Image annotation data:
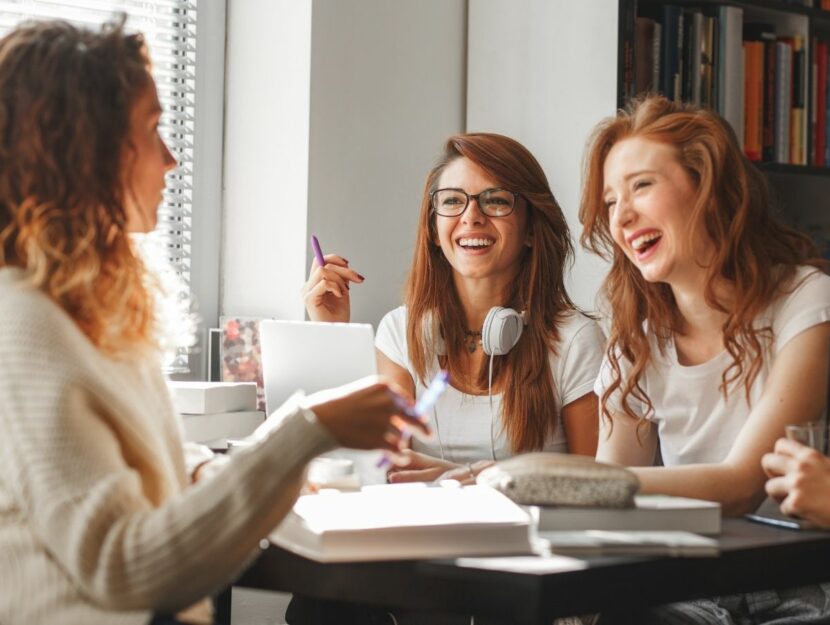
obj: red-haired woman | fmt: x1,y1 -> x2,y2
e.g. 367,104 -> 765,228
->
580,97 -> 830,623
304,133 -> 604,482
0,22 -> 419,625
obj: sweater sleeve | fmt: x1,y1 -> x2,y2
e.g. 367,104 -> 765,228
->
0,310 -> 334,611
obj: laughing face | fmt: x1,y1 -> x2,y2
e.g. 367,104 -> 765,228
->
123,76 -> 176,233
433,157 -> 529,288
603,137 -> 711,283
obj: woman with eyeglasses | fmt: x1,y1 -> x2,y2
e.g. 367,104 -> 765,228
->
304,133 -> 604,482
0,22 -> 423,625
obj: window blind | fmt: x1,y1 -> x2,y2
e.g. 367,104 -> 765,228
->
0,0 -> 197,372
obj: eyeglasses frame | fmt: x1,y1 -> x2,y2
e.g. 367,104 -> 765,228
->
429,187 -> 524,219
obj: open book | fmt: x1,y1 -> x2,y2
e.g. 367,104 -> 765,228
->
269,484 -> 532,562
538,495 -> 721,534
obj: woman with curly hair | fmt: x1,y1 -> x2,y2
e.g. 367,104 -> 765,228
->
580,97 -> 830,623
0,22 -> 423,625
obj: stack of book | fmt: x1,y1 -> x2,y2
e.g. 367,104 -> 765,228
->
623,3 -> 812,166
169,382 -> 265,449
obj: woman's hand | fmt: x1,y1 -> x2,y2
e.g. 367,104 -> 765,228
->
761,438 -> 830,528
386,449 -> 467,484
306,376 -> 431,452
300,254 -> 364,323
438,460 -> 495,486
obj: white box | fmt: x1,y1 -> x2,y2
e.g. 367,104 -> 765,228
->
182,410 -> 265,448
168,382 -> 257,414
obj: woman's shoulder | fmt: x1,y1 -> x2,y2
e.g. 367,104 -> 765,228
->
0,268 -> 91,373
770,265 -> 830,311
380,305 -> 406,327
556,310 -> 605,345
0,267 -> 73,339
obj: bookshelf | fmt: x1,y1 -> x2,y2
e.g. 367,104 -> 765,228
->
617,0 -> 830,256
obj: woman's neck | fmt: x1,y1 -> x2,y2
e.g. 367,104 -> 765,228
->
671,275 -> 732,364
455,276 -> 509,331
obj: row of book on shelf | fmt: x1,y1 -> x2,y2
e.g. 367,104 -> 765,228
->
623,3 -> 830,167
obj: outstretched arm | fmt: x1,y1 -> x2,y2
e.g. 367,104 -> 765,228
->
616,323 -> 830,516
762,438 -> 830,528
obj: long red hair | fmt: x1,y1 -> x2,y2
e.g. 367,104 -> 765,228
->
405,133 -> 575,452
0,19 -> 156,354
579,96 -> 824,418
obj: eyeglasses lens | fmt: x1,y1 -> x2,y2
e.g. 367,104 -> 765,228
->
432,189 -> 515,217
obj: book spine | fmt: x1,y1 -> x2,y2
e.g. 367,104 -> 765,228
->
680,11 -> 700,102
634,17 -> 654,94
651,22 -> 663,92
790,36 -> 807,165
700,15 -> 718,108
718,7 -> 745,145
660,4 -> 680,100
813,41 -> 827,167
621,1 -> 637,102
775,39 -> 792,163
743,41 -> 764,161
689,11 -> 706,106
761,40 -> 781,162
824,44 -> 830,167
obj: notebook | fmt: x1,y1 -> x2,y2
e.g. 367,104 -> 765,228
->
259,320 -> 377,414
538,495 -> 721,534
269,484 -> 532,562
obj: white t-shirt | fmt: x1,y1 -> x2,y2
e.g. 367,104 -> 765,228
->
594,267 -> 830,466
375,306 -> 605,463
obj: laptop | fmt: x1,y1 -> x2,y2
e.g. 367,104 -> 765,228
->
259,320 -> 377,414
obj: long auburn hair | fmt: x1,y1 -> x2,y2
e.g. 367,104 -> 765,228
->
0,17 -> 156,355
579,95 -> 824,419
405,133 -> 575,451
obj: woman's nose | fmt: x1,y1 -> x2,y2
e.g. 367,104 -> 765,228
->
461,197 -> 486,223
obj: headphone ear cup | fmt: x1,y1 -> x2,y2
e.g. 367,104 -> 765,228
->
481,306 -> 524,356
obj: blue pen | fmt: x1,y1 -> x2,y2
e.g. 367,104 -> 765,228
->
311,234 -> 326,267
415,369 -> 450,417
378,369 -> 450,467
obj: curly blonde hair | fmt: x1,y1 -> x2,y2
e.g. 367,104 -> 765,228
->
0,17 -> 156,355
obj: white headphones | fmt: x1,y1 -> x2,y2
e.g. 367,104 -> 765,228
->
426,306 -> 527,356
425,306 -> 527,462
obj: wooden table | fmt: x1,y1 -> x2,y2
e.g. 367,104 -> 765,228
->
224,519 -> 830,625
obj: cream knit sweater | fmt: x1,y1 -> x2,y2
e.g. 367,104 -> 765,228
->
0,268 -> 334,625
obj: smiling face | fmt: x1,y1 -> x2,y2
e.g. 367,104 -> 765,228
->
433,157 -> 529,289
603,137 -> 711,283
123,76 -> 176,233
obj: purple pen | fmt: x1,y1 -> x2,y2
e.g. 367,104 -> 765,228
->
311,234 -> 326,267
377,370 -> 450,467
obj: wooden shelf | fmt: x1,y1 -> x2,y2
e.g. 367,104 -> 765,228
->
757,163 -> 830,178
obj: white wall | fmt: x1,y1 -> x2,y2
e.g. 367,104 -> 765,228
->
467,0 -> 618,309
307,0 -> 466,324
222,0 -> 467,324
221,0 -> 311,319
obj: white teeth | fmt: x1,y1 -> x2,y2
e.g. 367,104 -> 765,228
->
631,232 -> 663,251
458,239 -> 493,247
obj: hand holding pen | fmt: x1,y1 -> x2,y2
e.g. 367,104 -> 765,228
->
378,370 -> 450,467
302,235 -> 364,322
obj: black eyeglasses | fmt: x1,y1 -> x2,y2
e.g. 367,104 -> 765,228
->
429,189 -> 520,217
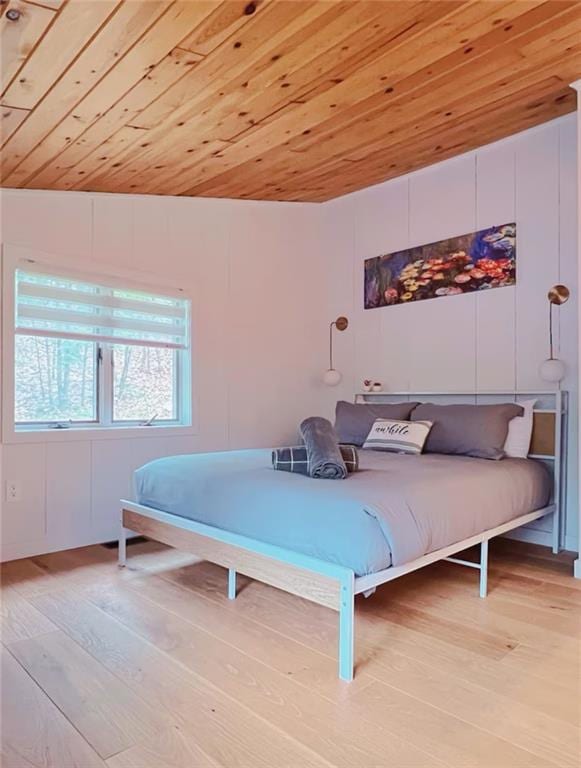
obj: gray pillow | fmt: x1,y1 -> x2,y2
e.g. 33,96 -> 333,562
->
335,400 -> 418,446
411,403 -> 524,459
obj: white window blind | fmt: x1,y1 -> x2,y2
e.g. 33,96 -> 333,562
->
16,269 -> 189,349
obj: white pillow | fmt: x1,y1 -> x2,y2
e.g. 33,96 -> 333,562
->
363,419 -> 432,454
504,400 -> 537,459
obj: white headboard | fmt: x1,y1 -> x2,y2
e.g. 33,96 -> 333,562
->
354,390 -> 568,551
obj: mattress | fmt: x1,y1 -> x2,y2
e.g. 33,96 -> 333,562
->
135,450 -> 550,576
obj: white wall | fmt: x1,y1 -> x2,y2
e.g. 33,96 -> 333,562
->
0,190 -> 328,559
323,115 -> 578,550
0,116 -> 578,559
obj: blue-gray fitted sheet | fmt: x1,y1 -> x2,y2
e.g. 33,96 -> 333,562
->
135,450 -> 550,576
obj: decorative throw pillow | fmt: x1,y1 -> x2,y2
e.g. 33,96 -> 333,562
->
411,403 -> 524,459
335,400 -> 418,446
504,400 -> 537,459
363,419 -> 432,454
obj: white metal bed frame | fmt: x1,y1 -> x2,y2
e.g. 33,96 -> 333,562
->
119,391 -> 567,681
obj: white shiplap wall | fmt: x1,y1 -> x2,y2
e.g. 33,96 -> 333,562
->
0,195 -> 327,559
323,115 -> 578,549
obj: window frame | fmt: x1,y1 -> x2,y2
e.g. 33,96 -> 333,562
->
1,246 -> 198,443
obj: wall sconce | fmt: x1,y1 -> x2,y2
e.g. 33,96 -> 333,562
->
539,285 -> 571,384
323,316 -> 349,387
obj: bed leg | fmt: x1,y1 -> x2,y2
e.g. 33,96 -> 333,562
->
117,525 -> 127,568
228,568 -> 236,600
339,576 -> 355,682
480,539 -> 488,597
552,510 -> 561,555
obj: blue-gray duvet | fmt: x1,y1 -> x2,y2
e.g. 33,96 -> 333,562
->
135,450 -> 550,576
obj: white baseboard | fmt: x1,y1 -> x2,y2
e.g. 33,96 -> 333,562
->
0,534 -> 116,563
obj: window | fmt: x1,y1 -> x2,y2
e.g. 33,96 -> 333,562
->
14,269 -> 191,430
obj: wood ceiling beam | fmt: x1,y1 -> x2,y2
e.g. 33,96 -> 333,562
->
0,0 -> 581,200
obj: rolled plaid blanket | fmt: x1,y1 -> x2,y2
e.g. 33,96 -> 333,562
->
272,445 -> 359,475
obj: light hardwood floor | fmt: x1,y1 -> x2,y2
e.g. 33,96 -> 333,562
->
1,541 -> 581,768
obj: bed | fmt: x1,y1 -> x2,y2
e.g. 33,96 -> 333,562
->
119,392 -> 565,680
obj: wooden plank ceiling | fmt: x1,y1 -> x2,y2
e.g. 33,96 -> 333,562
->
0,0 -> 581,201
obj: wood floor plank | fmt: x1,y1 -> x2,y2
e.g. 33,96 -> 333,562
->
0,586 -> 56,645
106,727 -> 220,768
85,589 -> 441,768
353,682 -> 558,768
9,630 -> 174,758
159,563 -> 580,704
28,591 -> 336,768
0,648 -> 105,768
2,542 -> 581,768
312,636 -> 579,768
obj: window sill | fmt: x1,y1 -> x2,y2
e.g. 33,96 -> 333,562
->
2,424 -> 197,444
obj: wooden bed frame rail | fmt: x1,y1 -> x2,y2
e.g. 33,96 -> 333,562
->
119,391 -> 567,681
119,500 -> 554,681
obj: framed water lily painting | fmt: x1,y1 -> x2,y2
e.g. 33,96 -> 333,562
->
365,223 -> 516,309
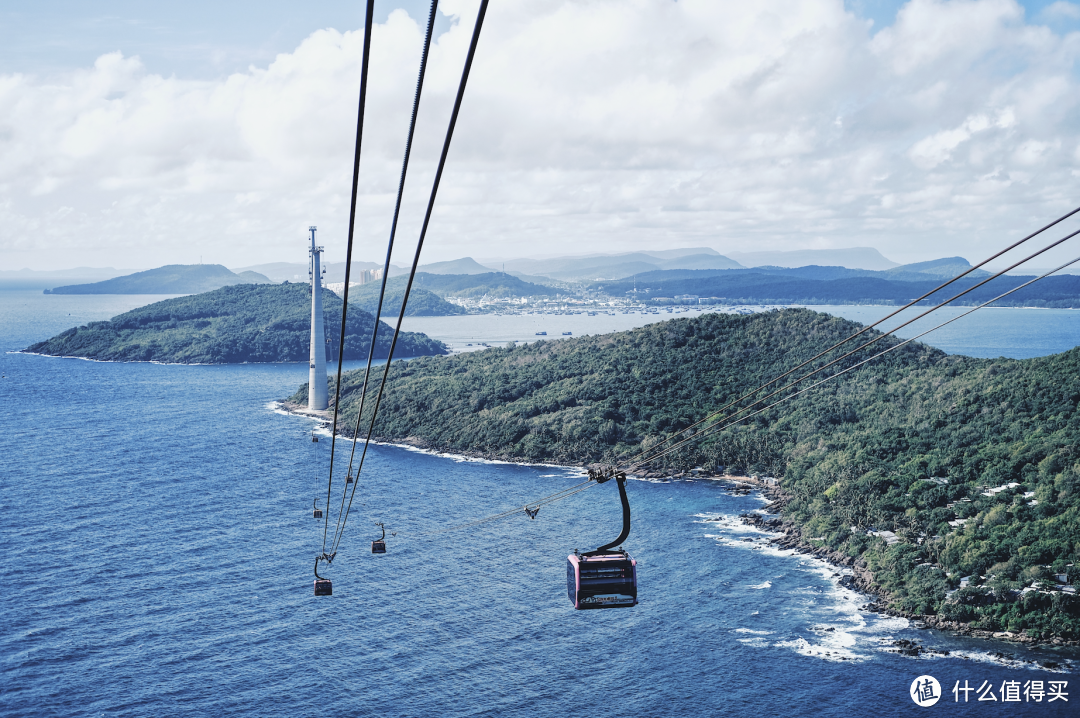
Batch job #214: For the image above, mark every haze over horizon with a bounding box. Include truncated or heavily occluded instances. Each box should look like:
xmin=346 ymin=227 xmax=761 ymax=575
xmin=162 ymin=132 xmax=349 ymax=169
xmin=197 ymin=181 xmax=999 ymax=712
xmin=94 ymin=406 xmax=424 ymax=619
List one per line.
xmin=0 ymin=0 xmax=1080 ymax=270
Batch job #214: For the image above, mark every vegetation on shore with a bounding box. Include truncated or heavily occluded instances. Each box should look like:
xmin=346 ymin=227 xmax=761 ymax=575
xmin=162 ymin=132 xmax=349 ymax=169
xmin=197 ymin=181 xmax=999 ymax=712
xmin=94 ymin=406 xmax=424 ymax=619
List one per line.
xmin=26 ymin=283 xmax=446 ymax=364
xmin=292 ymin=310 xmax=1080 ymax=638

WHAT YOU ARE ASKED TO DO:
Format the stretch of lines from the one containing "obj: white metal" through the one containing "323,316 -> 349,387" as a JSON list of strings, one string per line, leaving out blank lines.

TASK ANSWER:
[
  "obj: white metal bed frame | fmt: x1,y1 -> x2,y2",
  "e.g. 33,96 -> 333,562",
  "->",
  "119,391 -> 567,681",
  "obj: white shiplap wall | fmt: x1,y1 -> x2,y2",
  "e.g. 33,96 -> 333,562",
  "->",
  "0,195 -> 327,559",
  "323,115 -> 578,549",
  "obj: window frame | fmt: x1,y1 -> x2,y2",
  "e.g. 33,96 -> 333,562",
  "->",
  "1,246 -> 198,443",
  "obj: wall sconce | fmt: x1,y1 -> x2,y2",
  "e.g. 33,96 -> 333,562",
  "->",
  "539,285 -> 571,384",
  "323,316 -> 349,387"
]